[Referring expression pointing data]
++++++++++

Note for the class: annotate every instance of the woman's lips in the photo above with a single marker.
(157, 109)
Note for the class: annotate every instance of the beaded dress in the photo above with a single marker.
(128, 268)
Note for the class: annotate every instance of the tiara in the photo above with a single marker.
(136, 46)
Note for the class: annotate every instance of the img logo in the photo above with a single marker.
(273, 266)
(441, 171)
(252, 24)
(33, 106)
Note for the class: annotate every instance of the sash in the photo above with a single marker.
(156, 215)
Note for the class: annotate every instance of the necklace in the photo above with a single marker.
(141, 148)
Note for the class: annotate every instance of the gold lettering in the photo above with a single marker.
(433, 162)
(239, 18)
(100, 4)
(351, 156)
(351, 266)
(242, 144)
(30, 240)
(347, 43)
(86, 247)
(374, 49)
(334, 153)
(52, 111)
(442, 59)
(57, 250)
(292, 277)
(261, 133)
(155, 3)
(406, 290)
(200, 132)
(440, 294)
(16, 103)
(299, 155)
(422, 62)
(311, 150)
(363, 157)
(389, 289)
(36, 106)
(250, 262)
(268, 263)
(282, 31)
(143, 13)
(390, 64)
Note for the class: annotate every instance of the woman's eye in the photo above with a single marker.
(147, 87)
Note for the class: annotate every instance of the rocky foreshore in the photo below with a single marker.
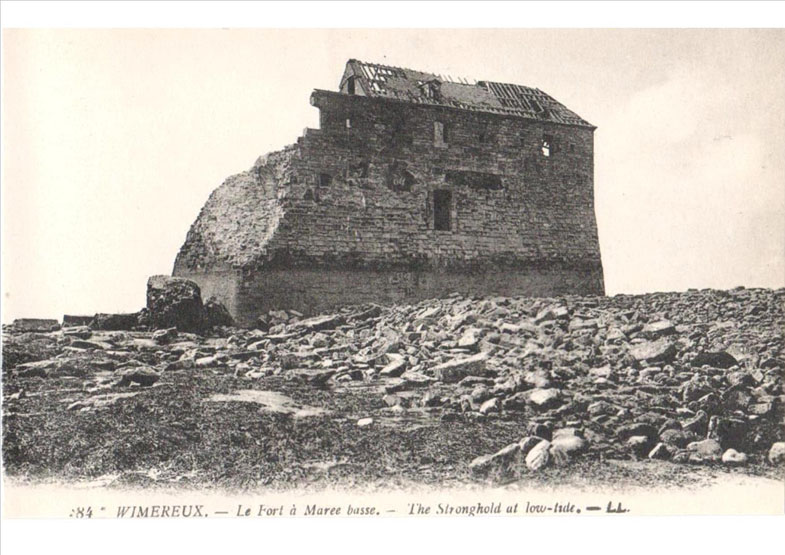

++++++++++

◆ ASSIGNMENT
Word for word, restate each line above, minus its pictures.

◆ ANSWER SECTION
Note for the class: annotate every instance of the woman's lips in the photo above with a single marker.
(157, 109)
Note for the class: annotate every instance of the beaded dress in the photo above with a single marker.
(128, 268)
Note for the class: annotate every instance of the tiara in the photo above with a single marker.
(136, 46)
Note for the class: annotate every instance of the img logo in the photo above with a single marker.
(273, 266)
(441, 171)
(252, 24)
(33, 106)
Note for the class: annotate every instance of the sash in the photo above with a single marker.
(156, 215)
Note for the class: annotate every instance of the necklace in the photo above with a single marker.
(141, 148)
Note for the class: annotate every instance of the gold lettering in the photo above with a single marker.
(433, 162)
(239, 18)
(100, 4)
(351, 156)
(351, 266)
(242, 144)
(30, 240)
(347, 43)
(86, 247)
(374, 49)
(334, 153)
(52, 111)
(442, 59)
(57, 250)
(292, 277)
(261, 133)
(155, 3)
(406, 290)
(200, 132)
(440, 294)
(16, 103)
(299, 155)
(422, 62)
(311, 150)
(363, 157)
(389, 289)
(36, 106)
(250, 262)
(268, 263)
(282, 31)
(143, 13)
(390, 64)
Note for the class: annotate every instance of the woman's eye in the photo above with a single marker.
(147, 87)
Note for the class: annotate every instance of the rocky foreshore in the photo below with a single marker.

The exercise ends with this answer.